[GIVEN EXERCISE A]
Decide whether each statement below agrees with the forum thread that follows. Answer yes or no for each and quote the deciding words of the thread.
(i) The shared site offers patterns for both knitting and crochet.
(ii) GrannyGoode spent an entire day browsing the site.
(iii) Glennis had come across the site before.

# Free patterns



## Lolly12 (Oct 10, 2012)

I'm not sure if this site has ever been posted, there are a lot of really nice patterns here.I saved quite a few,to do for Christmas gifts

http://us.schachenmayr.com/free-patterns


----------



## breeze075 (May 12, 2012)

20 pages of free patterns; knit and crochet! Thank you for posting....I saved a few for who-knows-when


----------



## seedstitch (Nov 29, 2011)

Thanks!


----------



## run4fittness (May 22, 2011)

thanks!


----------



## GrannyGoode (Oct 9, 2011)

Lolly, thanks ever so much for the link to Schachenmayr.com. Have spent the last hour or so checking out the neighborhood. Finally found some patterns for FREE that really caught my eye, that is, have been wanting to make a nice tunic-length jacket for myself. Have been looking for . . . well, for forever! 

Thanks, Dearie!


----------



## Glennis (Mar 10, 2011)

Thank you for the link.
I haven't seen this one before.
I downloaded some patterns.


----------



## LadyBecket (Jun 26, 2012)

I really didn't need any more patterns but how can I resist?? Thank you!!!!

[Location identification entries]
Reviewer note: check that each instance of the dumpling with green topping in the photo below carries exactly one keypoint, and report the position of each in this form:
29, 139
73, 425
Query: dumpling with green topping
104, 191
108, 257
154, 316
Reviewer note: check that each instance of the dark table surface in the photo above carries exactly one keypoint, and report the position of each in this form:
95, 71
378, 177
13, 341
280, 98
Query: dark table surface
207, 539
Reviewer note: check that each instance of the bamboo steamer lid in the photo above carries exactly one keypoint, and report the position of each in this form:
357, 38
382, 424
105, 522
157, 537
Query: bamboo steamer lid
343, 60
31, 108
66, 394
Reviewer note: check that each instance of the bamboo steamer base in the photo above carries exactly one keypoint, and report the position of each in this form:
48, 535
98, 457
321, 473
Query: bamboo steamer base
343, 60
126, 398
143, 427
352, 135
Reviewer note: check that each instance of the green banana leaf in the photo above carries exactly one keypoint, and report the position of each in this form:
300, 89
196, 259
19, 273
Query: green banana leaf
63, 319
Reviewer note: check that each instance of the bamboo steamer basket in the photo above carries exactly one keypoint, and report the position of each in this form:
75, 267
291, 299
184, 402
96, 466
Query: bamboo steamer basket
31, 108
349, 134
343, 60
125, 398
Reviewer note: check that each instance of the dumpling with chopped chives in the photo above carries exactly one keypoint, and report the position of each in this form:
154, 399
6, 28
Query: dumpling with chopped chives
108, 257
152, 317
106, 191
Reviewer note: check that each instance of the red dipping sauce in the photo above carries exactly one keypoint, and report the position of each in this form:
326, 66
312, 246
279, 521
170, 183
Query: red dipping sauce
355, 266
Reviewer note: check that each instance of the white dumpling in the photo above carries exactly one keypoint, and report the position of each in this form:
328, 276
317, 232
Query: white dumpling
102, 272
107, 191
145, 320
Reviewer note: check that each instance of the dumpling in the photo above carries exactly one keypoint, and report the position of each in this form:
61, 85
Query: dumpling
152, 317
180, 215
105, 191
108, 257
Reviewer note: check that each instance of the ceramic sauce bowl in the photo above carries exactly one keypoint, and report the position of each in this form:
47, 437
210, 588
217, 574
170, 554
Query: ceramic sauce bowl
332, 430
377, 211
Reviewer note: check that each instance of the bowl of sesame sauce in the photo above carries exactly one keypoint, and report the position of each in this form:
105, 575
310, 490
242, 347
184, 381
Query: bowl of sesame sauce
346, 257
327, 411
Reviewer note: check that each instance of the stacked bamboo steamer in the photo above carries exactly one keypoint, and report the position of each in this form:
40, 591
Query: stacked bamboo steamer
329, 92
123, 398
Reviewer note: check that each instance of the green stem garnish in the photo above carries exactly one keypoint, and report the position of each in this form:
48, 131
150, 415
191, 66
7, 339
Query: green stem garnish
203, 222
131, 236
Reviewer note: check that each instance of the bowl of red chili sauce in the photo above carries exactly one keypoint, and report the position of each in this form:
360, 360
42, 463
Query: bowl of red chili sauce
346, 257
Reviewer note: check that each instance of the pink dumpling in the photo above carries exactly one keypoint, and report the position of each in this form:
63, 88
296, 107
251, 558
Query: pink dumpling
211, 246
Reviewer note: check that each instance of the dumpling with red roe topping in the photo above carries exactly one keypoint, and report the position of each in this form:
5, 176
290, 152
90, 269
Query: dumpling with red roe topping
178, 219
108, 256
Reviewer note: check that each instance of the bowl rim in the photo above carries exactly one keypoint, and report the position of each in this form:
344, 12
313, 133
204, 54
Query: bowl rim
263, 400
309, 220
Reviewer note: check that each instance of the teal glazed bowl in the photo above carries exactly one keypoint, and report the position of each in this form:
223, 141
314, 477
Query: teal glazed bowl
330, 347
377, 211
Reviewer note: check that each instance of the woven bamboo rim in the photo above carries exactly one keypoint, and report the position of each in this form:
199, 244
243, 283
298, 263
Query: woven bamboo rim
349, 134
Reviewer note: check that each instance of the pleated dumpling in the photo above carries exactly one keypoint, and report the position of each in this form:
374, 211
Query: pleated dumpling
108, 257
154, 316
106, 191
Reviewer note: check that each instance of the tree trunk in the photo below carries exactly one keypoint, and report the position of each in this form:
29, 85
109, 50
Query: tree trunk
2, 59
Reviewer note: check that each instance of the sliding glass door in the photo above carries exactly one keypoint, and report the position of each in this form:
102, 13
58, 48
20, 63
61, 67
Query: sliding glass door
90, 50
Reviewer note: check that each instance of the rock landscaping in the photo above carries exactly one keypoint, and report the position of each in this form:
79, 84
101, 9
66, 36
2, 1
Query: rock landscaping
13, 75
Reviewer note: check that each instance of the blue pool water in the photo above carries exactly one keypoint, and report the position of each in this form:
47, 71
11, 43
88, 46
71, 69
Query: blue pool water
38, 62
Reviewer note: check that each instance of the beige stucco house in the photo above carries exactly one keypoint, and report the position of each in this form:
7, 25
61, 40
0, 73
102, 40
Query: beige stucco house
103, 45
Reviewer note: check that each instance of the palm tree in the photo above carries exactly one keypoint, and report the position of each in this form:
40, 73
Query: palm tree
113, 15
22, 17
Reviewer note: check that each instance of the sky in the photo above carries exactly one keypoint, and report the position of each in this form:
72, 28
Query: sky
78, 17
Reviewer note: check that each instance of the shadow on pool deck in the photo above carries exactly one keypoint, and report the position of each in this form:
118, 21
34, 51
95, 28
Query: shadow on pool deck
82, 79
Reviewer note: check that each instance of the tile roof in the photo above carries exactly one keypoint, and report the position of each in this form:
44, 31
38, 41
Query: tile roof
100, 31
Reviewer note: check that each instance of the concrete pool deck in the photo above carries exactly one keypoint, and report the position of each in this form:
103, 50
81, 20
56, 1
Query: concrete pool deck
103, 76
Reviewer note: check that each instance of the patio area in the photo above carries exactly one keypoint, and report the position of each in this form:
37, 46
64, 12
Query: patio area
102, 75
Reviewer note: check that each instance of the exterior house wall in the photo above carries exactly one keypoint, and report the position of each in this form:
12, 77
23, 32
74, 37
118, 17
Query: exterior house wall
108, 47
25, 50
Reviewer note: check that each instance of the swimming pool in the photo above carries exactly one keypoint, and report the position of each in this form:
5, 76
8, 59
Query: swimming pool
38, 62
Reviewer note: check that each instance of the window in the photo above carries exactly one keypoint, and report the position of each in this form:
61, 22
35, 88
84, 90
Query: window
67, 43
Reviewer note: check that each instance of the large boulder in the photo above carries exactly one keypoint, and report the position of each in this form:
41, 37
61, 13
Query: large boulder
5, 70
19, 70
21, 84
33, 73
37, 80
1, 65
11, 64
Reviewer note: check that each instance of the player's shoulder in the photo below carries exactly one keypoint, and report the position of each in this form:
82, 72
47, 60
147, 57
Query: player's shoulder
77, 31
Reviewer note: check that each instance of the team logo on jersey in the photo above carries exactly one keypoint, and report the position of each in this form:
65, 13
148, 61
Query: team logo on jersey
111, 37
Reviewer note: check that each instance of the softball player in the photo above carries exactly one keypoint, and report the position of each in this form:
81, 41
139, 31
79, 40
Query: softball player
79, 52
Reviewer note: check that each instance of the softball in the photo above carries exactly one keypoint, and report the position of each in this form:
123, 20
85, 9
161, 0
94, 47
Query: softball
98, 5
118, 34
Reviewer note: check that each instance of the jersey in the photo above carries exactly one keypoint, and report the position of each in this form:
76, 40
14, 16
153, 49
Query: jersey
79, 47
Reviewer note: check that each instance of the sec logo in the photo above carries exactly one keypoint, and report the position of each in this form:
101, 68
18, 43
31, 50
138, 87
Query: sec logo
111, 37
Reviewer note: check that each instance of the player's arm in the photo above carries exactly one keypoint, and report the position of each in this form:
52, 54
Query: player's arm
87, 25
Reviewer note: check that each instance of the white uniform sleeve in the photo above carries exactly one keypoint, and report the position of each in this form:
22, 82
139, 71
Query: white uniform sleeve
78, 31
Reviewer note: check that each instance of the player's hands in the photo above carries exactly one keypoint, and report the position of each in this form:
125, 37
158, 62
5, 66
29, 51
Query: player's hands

[GIVEN EXERCISE B] List every line of the records above that contains the string "sliding", where case counts.

[EXERCISE SOLUTION A]
(i) Yes: "20 pages of free patterns; knit and crochet!"
(ii) No: "Have spent the last hour or so checking out the neighborhood."
(iii) No: "I haven't seen this one before."

[EXERCISE SOLUTION B]
Reviewer note: check that each instance of the sliding glass door in the photo above carries exactly one keypoint, and report the position of each in this form:
Query: sliding glass door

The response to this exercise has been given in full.